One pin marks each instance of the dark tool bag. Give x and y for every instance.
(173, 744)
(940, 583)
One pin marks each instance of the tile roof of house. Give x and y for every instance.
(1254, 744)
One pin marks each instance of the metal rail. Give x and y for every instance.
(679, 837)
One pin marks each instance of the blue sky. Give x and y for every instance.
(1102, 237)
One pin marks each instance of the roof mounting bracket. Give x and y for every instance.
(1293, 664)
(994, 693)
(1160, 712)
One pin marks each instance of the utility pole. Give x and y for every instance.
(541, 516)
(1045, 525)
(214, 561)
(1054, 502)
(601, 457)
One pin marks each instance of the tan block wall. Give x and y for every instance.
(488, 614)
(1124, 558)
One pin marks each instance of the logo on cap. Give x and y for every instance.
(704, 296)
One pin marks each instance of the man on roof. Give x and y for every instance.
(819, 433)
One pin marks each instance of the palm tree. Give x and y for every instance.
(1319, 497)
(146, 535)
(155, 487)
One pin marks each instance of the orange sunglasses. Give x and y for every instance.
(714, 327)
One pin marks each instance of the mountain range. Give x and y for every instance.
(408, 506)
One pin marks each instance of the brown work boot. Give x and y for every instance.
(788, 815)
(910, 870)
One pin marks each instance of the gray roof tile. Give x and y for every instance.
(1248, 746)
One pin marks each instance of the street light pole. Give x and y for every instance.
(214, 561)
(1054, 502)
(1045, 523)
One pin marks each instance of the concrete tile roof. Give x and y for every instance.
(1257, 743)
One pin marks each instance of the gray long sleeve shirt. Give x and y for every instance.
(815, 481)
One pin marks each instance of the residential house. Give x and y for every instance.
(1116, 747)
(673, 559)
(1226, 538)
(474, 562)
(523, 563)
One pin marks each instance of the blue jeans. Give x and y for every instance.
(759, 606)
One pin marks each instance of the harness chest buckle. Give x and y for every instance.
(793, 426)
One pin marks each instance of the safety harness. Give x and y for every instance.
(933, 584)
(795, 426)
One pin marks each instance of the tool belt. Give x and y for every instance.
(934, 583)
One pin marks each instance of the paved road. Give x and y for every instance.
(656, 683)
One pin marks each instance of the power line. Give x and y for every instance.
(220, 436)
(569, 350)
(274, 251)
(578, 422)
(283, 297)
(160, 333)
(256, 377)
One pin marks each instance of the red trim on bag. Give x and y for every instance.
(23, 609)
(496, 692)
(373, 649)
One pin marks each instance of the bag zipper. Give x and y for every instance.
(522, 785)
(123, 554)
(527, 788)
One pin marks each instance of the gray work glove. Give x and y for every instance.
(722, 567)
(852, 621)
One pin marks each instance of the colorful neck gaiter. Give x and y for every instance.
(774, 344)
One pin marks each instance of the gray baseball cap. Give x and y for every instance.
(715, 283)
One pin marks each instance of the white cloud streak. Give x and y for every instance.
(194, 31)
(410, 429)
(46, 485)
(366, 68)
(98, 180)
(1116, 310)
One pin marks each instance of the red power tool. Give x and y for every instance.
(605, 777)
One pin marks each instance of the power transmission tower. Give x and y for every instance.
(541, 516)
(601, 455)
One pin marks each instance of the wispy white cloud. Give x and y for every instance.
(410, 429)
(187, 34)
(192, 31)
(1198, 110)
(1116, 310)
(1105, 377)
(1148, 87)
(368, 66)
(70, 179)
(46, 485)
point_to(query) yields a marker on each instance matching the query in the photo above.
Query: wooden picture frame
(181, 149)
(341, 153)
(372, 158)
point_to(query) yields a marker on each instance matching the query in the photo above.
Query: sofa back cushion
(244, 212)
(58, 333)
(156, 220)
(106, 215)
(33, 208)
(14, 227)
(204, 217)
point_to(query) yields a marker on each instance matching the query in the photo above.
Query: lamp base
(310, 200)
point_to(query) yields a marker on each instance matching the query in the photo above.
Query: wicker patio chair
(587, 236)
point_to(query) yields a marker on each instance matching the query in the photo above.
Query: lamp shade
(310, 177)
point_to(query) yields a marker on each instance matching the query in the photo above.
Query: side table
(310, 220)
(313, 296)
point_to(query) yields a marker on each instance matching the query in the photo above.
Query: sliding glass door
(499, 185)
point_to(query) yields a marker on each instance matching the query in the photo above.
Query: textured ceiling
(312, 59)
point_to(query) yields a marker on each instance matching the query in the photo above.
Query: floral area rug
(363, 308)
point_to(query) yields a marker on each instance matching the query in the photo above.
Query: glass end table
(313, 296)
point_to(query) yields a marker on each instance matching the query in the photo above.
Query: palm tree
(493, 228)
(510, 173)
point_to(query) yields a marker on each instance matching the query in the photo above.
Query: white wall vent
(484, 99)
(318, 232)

──────

Restate each record exactly as written.

One pin marks each instance of the dark tool bag. Give x and y for every instance.
(173, 744)
(940, 583)
One pin marks each instance of the tile roof of house. Give x and y for every instance.
(1254, 744)
One pin marks each instance of the metal rail. Give x and y for every instance.
(679, 837)
One pin marks each instance of the blue sky. Give x and y for every instance.
(1102, 237)
One pin marks each instance of the roof mounting bracket. Give x and y for every instance.
(1293, 664)
(994, 693)
(1160, 712)
One pin marks each instance of the utility pole. Give x and y for every instance.
(541, 516)
(1045, 525)
(214, 561)
(1054, 502)
(601, 457)
One pin marks each instance of the tan block wall. Give x and y for every instance.
(488, 614)
(1124, 558)
One pin marks each instance of the logo on cap. Give x and y for every instance.
(704, 296)
One pin marks each instance of the man on roof. Give x and y for every instance.
(819, 433)
One pin marks each instance of the palm tree. Give x and y for every instance.
(1319, 497)
(146, 535)
(155, 487)
One pin marks each instance of the orange sunglasses. Give x and y for every instance.
(714, 327)
One pin marks each instance of the mountain range. Give x and y for every instance.
(408, 506)
One pin marks each instance of the brown work boot. Give x and y for every instance.
(788, 815)
(910, 870)
One pin marks each instance of the gray roof tile. Give x and y for every instance.
(1248, 746)
One pin marks each instance of the street light pole. Give x and y for every instance.
(214, 561)
(1054, 502)
(1045, 523)
One pin marks each instance of the concrete tile roof. Give x and y for every instance.
(1257, 743)
One pin marks each instance of the gray long sleeve shirt. Give x and y for every instance.
(815, 481)
One pin marks each instance of the residential house. Give x and y for every instance.
(1116, 747)
(673, 559)
(1226, 538)
(474, 562)
(523, 563)
One pin marks each instance of the blue jeans. Give x and y for every instance.
(759, 606)
One pin marks each instance of the harness chest buckle. Give x and y for every instance.
(793, 426)
One pin marks each instance of the safety harness. Give x and y for every instance.
(933, 584)
(795, 426)
One pin marks each instance of the tool belt. Give x and y for every instance.
(934, 583)
One pin marks each instance of the paved road. Give x and y for every instance.
(656, 683)
One pin marks each instance of the power line. Give x and y for every instance.
(220, 436)
(569, 350)
(274, 251)
(578, 422)
(283, 297)
(160, 333)
(256, 377)
One pin marks each instance of the red trim on bag. Give x and y for every instance.
(23, 609)
(496, 692)
(373, 649)
One pin marks each instance of the bag zipper. Give x and y for every instance.
(522, 785)
(123, 554)
(527, 788)
One pin marks each instance of the gray work glove. Give x and y for every instance.
(722, 567)
(852, 621)
One pin marks each instance of the colorful neck gaiter. Give x and y for every instance.
(774, 344)
One pin marks each instance of the gray baseball cap. Give x and y for every instance.
(715, 283)
One pin marks each instance of the white cloud streak. Give x and y for every instance.
(194, 31)
(410, 429)
(46, 485)
(366, 68)
(98, 180)
(1116, 310)
One pin marks each instance of the red power tool. Give x and y for every instance.
(605, 777)
One pin marks each instance of the power transmission tower. Give x and y for every instance.
(541, 516)
(601, 455)
One pin marks each instance of the wispy white cloud. Give x and y for every instance.
(410, 429)
(187, 34)
(192, 31)
(1198, 110)
(1116, 310)
(1105, 377)
(1148, 87)
(368, 66)
(70, 179)
(46, 485)
point_to(query) yields a marker on each instance matching the query in the photo above.
Query: wooden picture frame
(181, 149)
(341, 153)
(372, 158)
point_to(query) yields a marker on each instance matching the query in the photo above.
Query: sofa back cushion
(244, 212)
(58, 333)
(156, 220)
(106, 215)
(33, 208)
(14, 227)
(204, 217)
point_to(query) yields a marker on each instance matching the query in the photo above.
Query: lamp base
(310, 200)
point_to(query) yields a marker on each instance matching the query in the photo above.
Query: wicker patio chair
(587, 236)
point_to(query) yields a marker on each instance matching the query in the photo above.
Query: lamp shade
(310, 177)
point_to(query) yields a marker on each instance matching the query in the photo above.
Query: side table
(310, 220)
(313, 296)
point_to(query) yields a marker on each instance matching the query in the photo above.
Query: sliding glass door
(499, 185)
point_to(query) yields a marker on each instance matching the query in the photo above.
Query: textured ceiling
(312, 59)
point_to(query) yields a marker on each instance matching the query in the photo above.
Query: floral area rug
(363, 308)
point_to(query) yields a marker on each instance matching the query in the photo above.
Query: glass end table
(313, 296)
point_to(query) yields a marker on each instance matching the query in the photo above.
Query: palm tree
(493, 228)
(510, 173)
point_to(query) yields a marker on each instance matching the query in the photo above.
Query: white wall vent
(484, 99)
(318, 232)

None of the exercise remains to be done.